# [Selected excerpt]

Fri Apr 8 06:47:17 PDT 2016

Zones: Physical separation: How are zones and subzones physically separated and controlled?


Options:

Basis:
Option A: The design basis threat.
Option B:The operating environment.
Option C: Duties to protect.
Option D: Revisit design basis threat as it changes over time.
Option E: Follow applicable elements of applicable standards and requirements.
Option F: Due diligence requirements.

Deter:
Option Q: Use proper signage to warn against inappropriate actions.
Option R: Provide periodic (at rate) training and suitable education relating to physical security requirements.
Option S: Provide obvious presence of (or don't seek to conceal) some security measures and response forces.

Prevent:
Option 1: Physically separate {zones / subzones / components} by adequate {distance / shielding / insulation / isolation}.
Option 2: Use different {colors / markings / connector types / media types / cable runs / wire closets / physical spaces / frequency ranges / signaling methods / routing and switching hardware} for different {zones / subzones}.
Option 3: {Associate / label / mark} unique {serial numbers and/or device codes} to each physical item and map them to their respective {zone / subzone / location / connection point}.
Option 4: Map each connector to a specific receptacle and number and label them as a readily apparent matched set.
Option 5: Limit interfaces so that none are unused.
Option 6: Physically secure, label, and seal each connection.
Option 7: Use only point to point (dedicated end-to-end) connections.
Option 8: Use active countermeasures to identified weaknesses.

Detect, react, and adapt:
Option V: Place physical {tamper / access / presence} {alarms / detectors} on {devices / connections / cables / spaces / entries and exits}.
Option W: Surveil physical {access / presence / emanations} to/from {devices / connections / cables / spaces / entries and exits}.
Option X: Perform regular physical inspections for detection and verification of implementation of protective measures with frequency based on the design basis threat.
Option Y: Implement response regimens and actions to event sequences per a systems analysis based on the design-basis threat.
Option Z: Follow incidents up with investigative and adaptation processes to identify and mitigate root causes of incidents and improve performance.


Basis:

Basis:
  • The design basis threat: A design basis threat should be defined and applied in making decisions about physical separations associated with zones. While insiders should always be part of the threat considered, specific capabilities associated with specific needs of the design must also be taken into account.
  • The operating environment: The operating environment poses specific requirements for separation, such as effects on cabling, connectors, and seals. Since zones are often associated with physical spaces, the zone separation may also be effected by electromagnetic, temperature, and related effects on cabling.
  • Duties to protect as defined by the management process may also add physical separation requirements, for example, associated with contractors vs. employees or different access requirements for different companies in joint ventures.
  • Revisit design basis threat as it changes over time: As threats change, so should protective measures. However, in the complex system space, implementation changes are costly and operations tend to be over periods of many years. For this reason, it is usually worthwhile to design for the worst anticipated threats with the understanding that as threats change, adaptation may be required.
  • Follow applicable elements of applicable standards and requirements. For example, classified information has specific separation requirements that are very different from interference requirements associated with hostile environmental conditions. Similarly, building codes and related standards apply to physical separation mechanisms.
  • Due diligence requirements. In the absence of other guidance, due diligence requirements should always be followed. These are generally driven by industry standards or common usage and process. For example, wire closets should generally be locked so that accidental or malicious destruction is limited.

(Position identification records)
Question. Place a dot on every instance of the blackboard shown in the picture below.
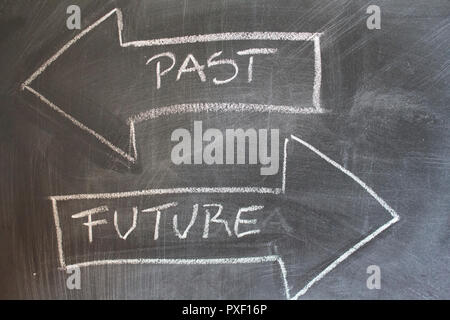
(355, 118)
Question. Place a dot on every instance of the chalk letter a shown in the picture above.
(74, 20)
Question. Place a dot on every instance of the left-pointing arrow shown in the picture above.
(101, 84)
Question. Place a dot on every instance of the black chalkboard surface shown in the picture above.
(224, 149)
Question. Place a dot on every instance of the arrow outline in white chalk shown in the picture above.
(154, 113)
(229, 190)
(202, 107)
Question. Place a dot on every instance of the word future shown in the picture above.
(213, 152)
(212, 214)
(191, 64)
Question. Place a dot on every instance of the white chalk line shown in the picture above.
(77, 123)
(278, 259)
(217, 261)
(86, 213)
(345, 255)
(59, 238)
(219, 107)
(227, 36)
(151, 192)
(283, 179)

# [Given exercise 1]
Which options does the text on zone separation list under the "Detect, react, and adapt" heading?
# [Given exercise 2]
Can you extend the text on the physical separation of zones and subzones, starting after its last sentence?

# [Written answer 1]
- Option V: Place physical {tamper / access / presence} {alarms / detectors} on {devices / connections / cables / spaces / entries and exits}.
- Option W: Surveil physical {access / presence / emanations} to/from {devices / connections / cables / spaces / entries and exits}.
- Option X: Perform regular physical inspections for detection and verification of implementation of protective measures with frequency based on the design basis threat.
- Option Y: Implement response regimens and actions to event sequences per a systems analysis based on the design-basis threat.
- Option Z: Follow incidents up with investigative and adaptation processes to identify and mitigate root causes of incidents and improve performance.

# [Written answer 2]
Deter:
  • Use proper signage to warn against inappropriate actions. Warning signs associated with zones are often associated with physical spaces in environments. However, signs indicating authorized access only will effectively deter many from entering areas or opening devices that cross zones, and warnings such as lock-out tag-out tags are important to warning others from changing high consequence cabling and settings.
  • Provide periodic (at rate) training and suitable education relating to physical security requirements. People have to know what they are and are not allowed and/or supposed to do in order to do their jobs well and appropriately. This should be applied to deter damage from zone violations, such as cross-connects and other undocumented or unauthorized changes.
  • Provide obvious presence of (or don't seek to conceal) some security measures and response forces. To the extent that obvious security measures cause people to recognize that they are about to do something that they should not do and/or that could be detected and/or punished, this helps to deter their actions. To the extent that some such measures are less obvious or concealed, this also provides assurance against intentional threats who may knowingly bypass obvious protective measures. For example nightly checks of wiring for color mismatches are obvious, while automated checks of cable marking matches to inventory may be less obvious. Response force exercises may be concealed in some cases and demonstrated in other cases to support deterrence.
Prevent:
  • Physically separate {zones / subzones / components} by adequate {distance / shielding / insulation / isolation}. Separation requirements for distance, shielding, insulation, and isolation generally have to do with leakage and/or mishandling issues, but may also be affected by things like environmental conditions (e.g., temperature differences, radiation, electromagnetic interference, etc.) that could effect operations across zones/subzones/components when they are separated and associated with common physical spaces.
  • Use different {colors / markings / connector types / media types / cable runs / wire closets / physical spaces / frequency ranges / signaling methods / routing and switching hardware} for different {zones / subzones}. Colors and markings provide protection against accidental cross-connects and related faults and make such changes or errors more obvious. Color blindness means that color-independent markings should be used along with colors. Different connector types (e.g., RJ45 vs. RJ11, Fiber vs. RJ45 vs. Coaxial, etc.) also provide for effective differentiate between zones and subzones. Different media types brings similar clarity and makes cross-connect impossible without added or altered hardware. Different frequency ranges and signaling methods make physical cross-connect ineffective except for disruption, and make detection of such cross-connects more obvious. Separate cable runs, wire closets, and physical spaces provide for isolation except in identified cross-connect areas, reducing the need for physical inspection and further increasing surety of separation. Separate routing and switching hardware prevents weaknesses, physical subversion, and supply chain attacks from directly affecting separation between networks.
  • {Associate / label / mark} unique {serial numbers and/or device codes} to each physical item and map them to their respective {zone / subzone / location / connection point}. Identifying all components with unique identifiers allows every component in every zone and subzone to be uniquely identified with its place in the environment and allows verification there is a place for everything and that everything is in its place.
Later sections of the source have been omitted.